-- start --

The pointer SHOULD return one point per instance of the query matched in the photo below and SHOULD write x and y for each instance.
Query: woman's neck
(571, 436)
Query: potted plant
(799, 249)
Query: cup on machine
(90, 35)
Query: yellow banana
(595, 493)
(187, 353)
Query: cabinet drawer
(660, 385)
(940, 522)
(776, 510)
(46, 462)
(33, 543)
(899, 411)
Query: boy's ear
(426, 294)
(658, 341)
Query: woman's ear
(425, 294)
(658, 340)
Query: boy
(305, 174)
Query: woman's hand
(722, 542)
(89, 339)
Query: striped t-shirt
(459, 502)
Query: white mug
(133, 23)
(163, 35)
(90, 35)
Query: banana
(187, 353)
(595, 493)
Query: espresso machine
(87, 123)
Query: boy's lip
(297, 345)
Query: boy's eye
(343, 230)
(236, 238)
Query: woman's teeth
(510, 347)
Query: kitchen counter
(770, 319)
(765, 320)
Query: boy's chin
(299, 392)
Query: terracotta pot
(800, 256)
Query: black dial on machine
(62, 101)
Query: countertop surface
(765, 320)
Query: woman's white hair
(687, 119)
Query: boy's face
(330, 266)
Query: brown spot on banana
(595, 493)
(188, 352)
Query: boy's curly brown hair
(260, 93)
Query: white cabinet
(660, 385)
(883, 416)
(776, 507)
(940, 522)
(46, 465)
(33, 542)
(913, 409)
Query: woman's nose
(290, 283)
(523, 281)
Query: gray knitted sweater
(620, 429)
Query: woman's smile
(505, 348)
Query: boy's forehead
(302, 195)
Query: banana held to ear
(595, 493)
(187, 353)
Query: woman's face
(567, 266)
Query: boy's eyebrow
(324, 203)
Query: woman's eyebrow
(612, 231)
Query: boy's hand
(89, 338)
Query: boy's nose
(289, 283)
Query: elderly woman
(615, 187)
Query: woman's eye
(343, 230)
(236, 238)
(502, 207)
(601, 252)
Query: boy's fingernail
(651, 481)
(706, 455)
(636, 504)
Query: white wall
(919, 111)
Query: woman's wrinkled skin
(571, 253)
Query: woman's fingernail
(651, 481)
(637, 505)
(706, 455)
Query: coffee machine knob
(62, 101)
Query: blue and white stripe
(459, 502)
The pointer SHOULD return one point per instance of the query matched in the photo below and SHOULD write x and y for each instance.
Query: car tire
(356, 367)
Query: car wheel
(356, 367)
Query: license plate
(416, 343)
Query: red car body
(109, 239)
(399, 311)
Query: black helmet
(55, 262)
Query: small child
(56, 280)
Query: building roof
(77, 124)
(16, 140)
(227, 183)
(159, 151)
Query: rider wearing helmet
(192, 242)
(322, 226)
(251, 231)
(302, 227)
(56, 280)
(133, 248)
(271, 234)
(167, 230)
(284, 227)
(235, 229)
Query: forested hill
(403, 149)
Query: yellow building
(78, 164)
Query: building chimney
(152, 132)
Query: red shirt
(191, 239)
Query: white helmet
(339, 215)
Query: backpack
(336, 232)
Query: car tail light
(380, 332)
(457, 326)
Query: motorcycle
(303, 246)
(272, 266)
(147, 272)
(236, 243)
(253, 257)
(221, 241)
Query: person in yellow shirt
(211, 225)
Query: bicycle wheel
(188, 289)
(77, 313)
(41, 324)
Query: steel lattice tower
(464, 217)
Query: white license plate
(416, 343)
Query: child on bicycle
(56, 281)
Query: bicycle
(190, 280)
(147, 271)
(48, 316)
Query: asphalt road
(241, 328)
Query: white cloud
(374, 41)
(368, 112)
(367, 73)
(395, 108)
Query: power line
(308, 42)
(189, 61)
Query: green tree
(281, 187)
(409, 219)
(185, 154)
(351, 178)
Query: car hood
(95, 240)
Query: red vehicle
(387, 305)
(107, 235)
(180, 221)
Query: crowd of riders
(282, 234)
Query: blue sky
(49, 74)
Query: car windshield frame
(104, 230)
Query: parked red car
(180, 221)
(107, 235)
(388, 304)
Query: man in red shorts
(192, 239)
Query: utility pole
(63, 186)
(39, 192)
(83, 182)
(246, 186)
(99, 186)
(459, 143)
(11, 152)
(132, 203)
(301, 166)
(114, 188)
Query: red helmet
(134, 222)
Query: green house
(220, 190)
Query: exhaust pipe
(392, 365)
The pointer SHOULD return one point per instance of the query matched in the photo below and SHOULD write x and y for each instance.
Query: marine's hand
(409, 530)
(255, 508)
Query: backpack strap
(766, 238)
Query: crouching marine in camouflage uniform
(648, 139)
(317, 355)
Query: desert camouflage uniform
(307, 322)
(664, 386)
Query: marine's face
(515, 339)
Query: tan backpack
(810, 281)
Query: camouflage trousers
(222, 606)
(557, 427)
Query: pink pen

-- end --

■ **Problem description**
Give back, exactly as written, the lines from the one with "Query: rider wearing helmet" to the last line.

■ **Correct response**
Query: rider wearing helmet
(192, 242)
(322, 226)
(251, 231)
(302, 227)
(56, 280)
(133, 248)
(271, 234)
(167, 230)
(284, 227)
(235, 229)
Query: forested hill
(403, 149)
Query: yellow building
(78, 164)
Query: building chimney
(152, 132)
Query: red shirt
(191, 239)
Query: white helmet
(339, 215)
Query: backpack
(336, 232)
Query: car tail light
(380, 332)
(457, 326)
Query: motorcycle
(303, 246)
(272, 266)
(147, 272)
(236, 243)
(253, 257)
(221, 241)
Query: person in yellow shirt
(211, 225)
Query: bicycle wheel
(188, 289)
(77, 313)
(41, 324)
Query: steel lattice tower
(464, 217)
Query: white license plate
(416, 343)
Query: child on bicycle
(56, 281)
Query: bicycle
(190, 280)
(147, 271)
(48, 316)
Query: asphalt road
(241, 328)
Query: white cloud
(374, 41)
(368, 112)
(367, 73)
(395, 108)
Query: power line
(308, 42)
(189, 61)
Query: green tree
(281, 187)
(409, 219)
(185, 154)
(351, 178)
Query: car hood
(95, 240)
Query: red vehicle
(387, 305)
(107, 235)
(180, 221)
Query: crowd of riders
(282, 234)
Query: blue sky
(49, 74)
Query: car windshield frame
(104, 230)
Query: parked red car
(180, 221)
(107, 235)
(388, 304)
Query: man in red shorts
(192, 239)
Query: utility pole
(63, 186)
(39, 192)
(83, 182)
(246, 186)
(99, 186)
(459, 143)
(11, 152)
(132, 203)
(301, 166)
(114, 188)
Query: red helmet
(134, 222)
Query: green house
(220, 190)
Query: exhaust pipe
(392, 365)
The pointer SHOULD return one point per instance of the query matched in the photo below and SHOULD write x and y for each instance.
Query: marine's hand
(409, 530)
(255, 508)
Query: backpack strap
(766, 238)
Query: crouching marine in camouflage uniform
(648, 139)
(317, 355)
Query: desert camouflage uniform
(307, 322)
(664, 386)
Query: marine's face
(515, 339)
Query: tan backpack
(810, 281)
Query: camouflage trousers
(222, 606)
(557, 427)
Query: pink pen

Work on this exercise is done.